____ RECORDS FOR THE TASK

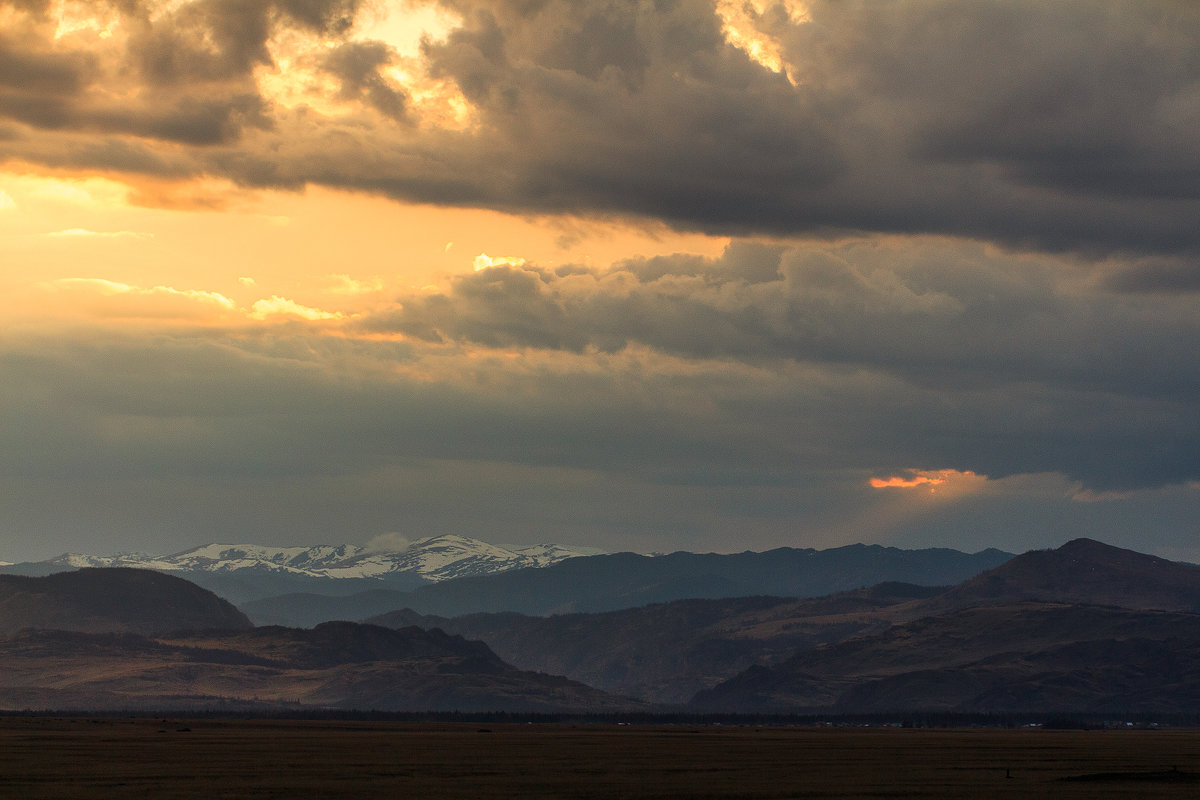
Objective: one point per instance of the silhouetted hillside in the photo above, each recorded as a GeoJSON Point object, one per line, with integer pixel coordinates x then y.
{"type": "Point", "coordinates": [106, 600]}
{"type": "Point", "coordinates": [337, 665]}
{"type": "Point", "coordinates": [1081, 571]}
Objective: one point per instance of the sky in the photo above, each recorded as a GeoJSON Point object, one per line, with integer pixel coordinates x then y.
{"type": "Point", "coordinates": [641, 275]}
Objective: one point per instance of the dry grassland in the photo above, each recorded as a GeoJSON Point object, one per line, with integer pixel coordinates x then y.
{"type": "Point", "coordinates": [263, 758]}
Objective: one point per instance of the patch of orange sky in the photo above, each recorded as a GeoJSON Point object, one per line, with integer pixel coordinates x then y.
{"type": "Point", "coordinates": [939, 480]}
{"type": "Point", "coordinates": [139, 250]}
{"type": "Point", "coordinates": [87, 246]}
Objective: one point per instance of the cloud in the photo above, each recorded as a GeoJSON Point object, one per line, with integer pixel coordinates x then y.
{"type": "Point", "coordinates": [83, 233]}
{"type": "Point", "coordinates": [951, 354]}
{"type": "Point", "coordinates": [1065, 126]}
{"type": "Point", "coordinates": [316, 433]}
{"type": "Point", "coordinates": [123, 300]}
{"type": "Point", "coordinates": [277, 306]}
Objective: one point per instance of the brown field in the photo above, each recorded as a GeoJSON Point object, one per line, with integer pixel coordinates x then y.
{"type": "Point", "coordinates": [263, 758]}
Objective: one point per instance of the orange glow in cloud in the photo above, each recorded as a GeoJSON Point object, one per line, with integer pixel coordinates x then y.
{"type": "Point", "coordinates": [898, 482]}
{"type": "Point", "coordinates": [960, 482]}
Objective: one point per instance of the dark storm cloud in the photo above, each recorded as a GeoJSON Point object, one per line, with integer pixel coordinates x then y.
{"type": "Point", "coordinates": [1065, 126]}
{"type": "Point", "coordinates": [357, 66]}
{"type": "Point", "coordinates": [928, 354]}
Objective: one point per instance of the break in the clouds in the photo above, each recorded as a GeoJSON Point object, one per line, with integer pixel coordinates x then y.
{"type": "Point", "coordinates": [1067, 125]}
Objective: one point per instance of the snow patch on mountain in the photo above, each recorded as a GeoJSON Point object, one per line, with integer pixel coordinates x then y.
{"type": "Point", "coordinates": [437, 558]}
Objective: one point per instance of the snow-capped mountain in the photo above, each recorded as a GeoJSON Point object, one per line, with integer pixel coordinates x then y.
{"type": "Point", "coordinates": [437, 558]}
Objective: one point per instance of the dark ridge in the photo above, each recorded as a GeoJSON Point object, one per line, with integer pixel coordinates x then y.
{"type": "Point", "coordinates": [112, 600]}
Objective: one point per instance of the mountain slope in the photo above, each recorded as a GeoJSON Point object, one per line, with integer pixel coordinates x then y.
{"type": "Point", "coordinates": [601, 583]}
{"type": "Point", "coordinates": [112, 600]}
{"type": "Point", "coordinates": [438, 558]}
{"type": "Point", "coordinates": [339, 665]}
{"type": "Point", "coordinates": [1081, 571]}
{"type": "Point", "coordinates": [665, 653]}
{"type": "Point", "coordinates": [987, 659]}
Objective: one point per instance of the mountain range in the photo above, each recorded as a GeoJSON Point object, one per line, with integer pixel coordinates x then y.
{"type": "Point", "coordinates": [244, 572]}
{"type": "Point", "coordinates": [1086, 627]}
{"type": "Point", "coordinates": [611, 582]}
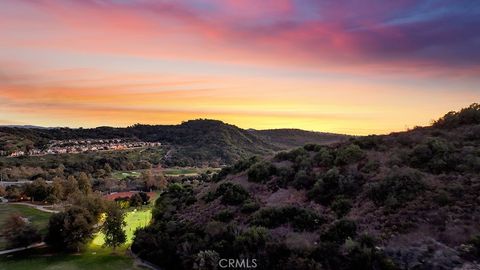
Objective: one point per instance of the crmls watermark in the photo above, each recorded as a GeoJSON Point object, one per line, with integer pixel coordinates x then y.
{"type": "Point", "coordinates": [238, 263]}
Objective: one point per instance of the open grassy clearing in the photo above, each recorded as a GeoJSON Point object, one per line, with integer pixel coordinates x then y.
{"type": "Point", "coordinates": [94, 258]}
{"type": "Point", "coordinates": [187, 171]}
{"type": "Point", "coordinates": [119, 175]}
{"type": "Point", "coordinates": [38, 218]}
{"type": "Point", "coordinates": [134, 219]}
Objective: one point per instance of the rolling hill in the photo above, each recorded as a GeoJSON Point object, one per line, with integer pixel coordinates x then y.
{"type": "Point", "coordinates": [407, 200]}
{"type": "Point", "coordinates": [194, 142]}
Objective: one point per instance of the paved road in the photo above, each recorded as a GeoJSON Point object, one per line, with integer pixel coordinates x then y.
{"type": "Point", "coordinates": [38, 207]}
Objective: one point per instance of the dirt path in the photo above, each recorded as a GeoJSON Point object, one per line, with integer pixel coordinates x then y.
{"type": "Point", "coordinates": [13, 250]}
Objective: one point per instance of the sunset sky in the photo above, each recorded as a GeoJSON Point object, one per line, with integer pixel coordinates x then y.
{"type": "Point", "coordinates": [356, 67]}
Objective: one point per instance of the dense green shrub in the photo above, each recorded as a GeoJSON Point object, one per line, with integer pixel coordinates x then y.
{"type": "Point", "coordinates": [260, 172]}
{"type": "Point", "coordinates": [400, 186]}
{"type": "Point", "coordinates": [341, 206]}
{"type": "Point", "coordinates": [323, 157]}
{"type": "Point", "coordinates": [371, 166]}
{"type": "Point", "coordinates": [332, 184]}
{"type": "Point", "coordinates": [292, 155]}
{"type": "Point", "coordinates": [466, 116]}
{"type": "Point", "coordinates": [251, 240]}
{"type": "Point", "coordinates": [224, 216]}
{"type": "Point", "coordinates": [249, 207]}
{"type": "Point", "coordinates": [232, 194]}
{"type": "Point", "coordinates": [368, 142]}
{"type": "Point", "coordinates": [300, 219]}
{"type": "Point", "coordinates": [303, 180]}
{"type": "Point", "coordinates": [285, 176]}
{"type": "Point", "coordinates": [340, 231]}
{"type": "Point", "coordinates": [348, 154]}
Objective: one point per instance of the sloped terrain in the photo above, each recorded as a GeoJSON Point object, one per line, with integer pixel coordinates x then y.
{"type": "Point", "coordinates": [195, 142]}
{"type": "Point", "coordinates": [406, 200]}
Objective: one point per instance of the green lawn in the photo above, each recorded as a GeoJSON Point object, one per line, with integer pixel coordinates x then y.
{"type": "Point", "coordinates": [189, 171]}
{"type": "Point", "coordinates": [134, 220]}
{"type": "Point", "coordinates": [38, 218]}
{"type": "Point", "coordinates": [119, 175]}
{"type": "Point", "coordinates": [92, 259]}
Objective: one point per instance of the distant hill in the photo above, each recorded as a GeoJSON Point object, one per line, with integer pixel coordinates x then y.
{"type": "Point", "coordinates": [408, 200]}
{"type": "Point", "coordinates": [289, 138]}
{"type": "Point", "coordinates": [193, 142]}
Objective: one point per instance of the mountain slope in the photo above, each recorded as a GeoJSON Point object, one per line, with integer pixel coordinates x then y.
{"type": "Point", "coordinates": [194, 142]}
{"type": "Point", "coordinates": [407, 200]}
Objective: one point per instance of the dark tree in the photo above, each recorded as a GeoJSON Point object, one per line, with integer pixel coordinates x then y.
{"type": "Point", "coordinates": [19, 232]}
{"type": "Point", "coordinates": [70, 229]}
{"type": "Point", "coordinates": [113, 228]}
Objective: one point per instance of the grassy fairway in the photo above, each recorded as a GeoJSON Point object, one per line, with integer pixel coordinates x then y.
{"type": "Point", "coordinates": [186, 171]}
{"type": "Point", "coordinates": [38, 218]}
{"type": "Point", "coordinates": [134, 220]}
{"type": "Point", "coordinates": [92, 259]}
{"type": "Point", "coordinates": [122, 175]}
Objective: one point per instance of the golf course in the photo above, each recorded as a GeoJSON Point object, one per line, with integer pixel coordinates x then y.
{"type": "Point", "coordinates": [95, 256]}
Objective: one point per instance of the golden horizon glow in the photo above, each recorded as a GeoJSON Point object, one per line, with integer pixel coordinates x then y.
{"type": "Point", "coordinates": [263, 65]}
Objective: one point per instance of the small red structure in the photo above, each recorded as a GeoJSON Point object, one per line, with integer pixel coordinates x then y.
{"type": "Point", "coordinates": [128, 194]}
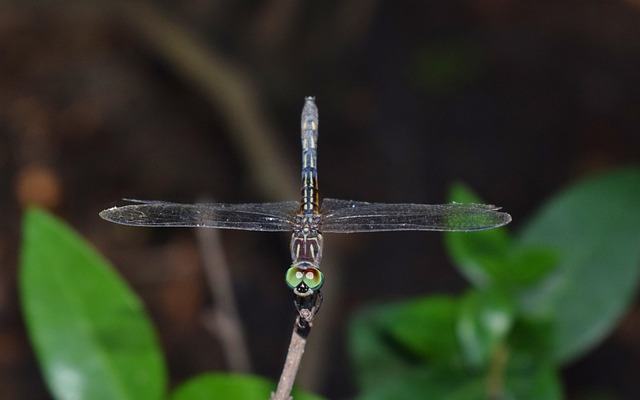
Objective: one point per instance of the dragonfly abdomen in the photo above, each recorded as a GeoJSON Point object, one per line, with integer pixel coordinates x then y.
{"type": "Point", "coordinates": [309, 192]}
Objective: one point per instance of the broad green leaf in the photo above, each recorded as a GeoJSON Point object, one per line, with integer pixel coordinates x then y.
{"type": "Point", "coordinates": [432, 384]}
{"type": "Point", "coordinates": [387, 341]}
{"type": "Point", "coordinates": [231, 387]}
{"type": "Point", "coordinates": [595, 227]}
{"type": "Point", "coordinates": [490, 258]}
{"type": "Point", "coordinates": [506, 379]}
{"type": "Point", "coordinates": [529, 381]}
{"type": "Point", "coordinates": [90, 333]}
{"type": "Point", "coordinates": [484, 321]}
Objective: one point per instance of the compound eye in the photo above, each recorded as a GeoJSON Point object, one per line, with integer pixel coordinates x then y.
{"type": "Point", "coordinates": [294, 277]}
{"type": "Point", "coordinates": [313, 278]}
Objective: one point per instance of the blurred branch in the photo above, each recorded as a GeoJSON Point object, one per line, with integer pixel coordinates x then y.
{"type": "Point", "coordinates": [224, 320]}
{"type": "Point", "coordinates": [226, 86]}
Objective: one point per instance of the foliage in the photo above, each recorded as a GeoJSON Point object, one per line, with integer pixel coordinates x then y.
{"type": "Point", "coordinates": [91, 334]}
{"type": "Point", "coordinates": [538, 300]}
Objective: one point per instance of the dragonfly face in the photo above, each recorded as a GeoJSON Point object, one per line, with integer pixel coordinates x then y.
{"type": "Point", "coordinates": [304, 279]}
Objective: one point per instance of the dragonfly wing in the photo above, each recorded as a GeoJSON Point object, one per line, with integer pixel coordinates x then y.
{"type": "Point", "coordinates": [250, 216]}
{"type": "Point", "coordinates": [345, 216]}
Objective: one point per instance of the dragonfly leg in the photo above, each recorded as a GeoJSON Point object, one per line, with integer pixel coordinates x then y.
{"type": "Point", "coordinates": [308, 307]}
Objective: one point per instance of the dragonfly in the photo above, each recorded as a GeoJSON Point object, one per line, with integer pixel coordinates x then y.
{"type": "Point", "coordinates": [308, 219]}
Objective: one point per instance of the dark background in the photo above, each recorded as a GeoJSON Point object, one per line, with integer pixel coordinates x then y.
{"type": "Point", "coordinates": [516, 99]}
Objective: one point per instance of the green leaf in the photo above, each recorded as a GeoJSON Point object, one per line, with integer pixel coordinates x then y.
{"type": "Point", "coordinates": [90, 333]}
{"type": "Point", "coordinates": [484, 321]}
{"type": "Point", "coordinates": [595, 227]}
{"type": "Point", "coordinates": [231, 387]}
{"type": "Point", "coordinates": [447, 384]}
{"type": "Point", "coordinates": [388, 341]}
{"type": "Point", "coordinates": [489, 258]}
{"type": "Point", "coordinates": [530, 381]}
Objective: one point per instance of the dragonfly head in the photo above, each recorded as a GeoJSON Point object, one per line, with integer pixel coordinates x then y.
{"type": "Point", "coordinates": [304, 279]}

________

Can you write out again the lines from the one with "Objective: one point per instance of the dark background" through the end of the records, shifting every x and y coordinate in the answer points up by 63 and leaving everything else unchanged?

OUTPUT BELOW:
Objective: one point per instance of the dark background in the photo above, each recorded as a GeoJSON Point object, one per line, with integer pixel coordinates x then y.
{"type": "Point", "coordinates": [579, 162]}
Objective: one point per instance of the green leaf in the photo above, each recorded as a GeoJSON Point object, one per line, with integer pixel coordinates x then y.
{"type": "Point", "coordinates": [153, 396]}
{"type": "Point", "coordinates": [547, 384]}
{"type": "Point", "coordinates": [658, 290]}
{"type": "Point", "coordinates": [294, 450]}
{"type": "Point", "coordinates": [510, 447]}
{"type": "Point", "coordinates": [451, 404]}
{"type": "Point", "coordinates": [552, 321]}
{"type": "Point", "coordinates": [593, 444]}
Objective: one point per instance of the dragonfly head in the photo above, each recorded as a GeoJSON Point object, one per line, with integer pixel coordinates x then y.
{"type": "Point", "coordinates": [367, 342]}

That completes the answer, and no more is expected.